Selection:
Reputation represents one of the most pivotal assets of an online entrepreneur in marketplaces, particularly within a setting like that of the Darknet’s anonymous marketplaces. However, what would happen whenever this asset is undermined by a shock, i.e. bad reviews, or negative feedback?
A recently published paper studied how entrepreneurs on Darknet’s marketplaces react to negative feedback. We will take a look at the interesting results and conclusions presented via this study.
The study included data from multiple Darknet marketplaces, but mainly focused on the Agora marketplace, which operated between December 2013 and August 2015. The data used in the study was obtained from archive.org. The data included in the study involved information from around 90 Darknet marketplaces, with the primary focus on the drugs category which represents around 75% of all product listings on these anonymous marketplaces. The studied data included around 6.1 million feedbacks awarded to approximately 1,600 entrepreneurs.
Results and conclusions of the study:
The study revealed that both experienced and inexperienced vendors react to negative feedback, but rather differently. Analysis of the studied data revealed that inexperienced Darknet entrepreneurs are more likely to react to negative feedback by exiting the market, most probably because they do not expect to continue making profits. Nevertheless, those who choose to continue selling on the marketplace, negative feedback does not lead to a contraction or expansion of their trading operations, i.e. their number of product listings. Such behavior is mostly due to the fact that fewer experienced entrepreneurs are more or less close to their reservation income generated from selling drugs on Darknet marketplaces. They are not capable of sustaining a prolonged duration of less profitable trading operations. Nonetheless, if they continue to operate after receiving negative feedback, they usually lack the needed resources to expand their product listings, yet shrinking them will bring them closer to bankruptcy, which is also undesirable.

Requirements: In the article above on Darknet vendors and negative feedback, which marketplace did the study mainly focus on?

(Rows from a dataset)

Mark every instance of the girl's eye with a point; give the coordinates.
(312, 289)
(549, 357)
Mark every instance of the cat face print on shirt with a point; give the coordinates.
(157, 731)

Final result: The Agora marketplace.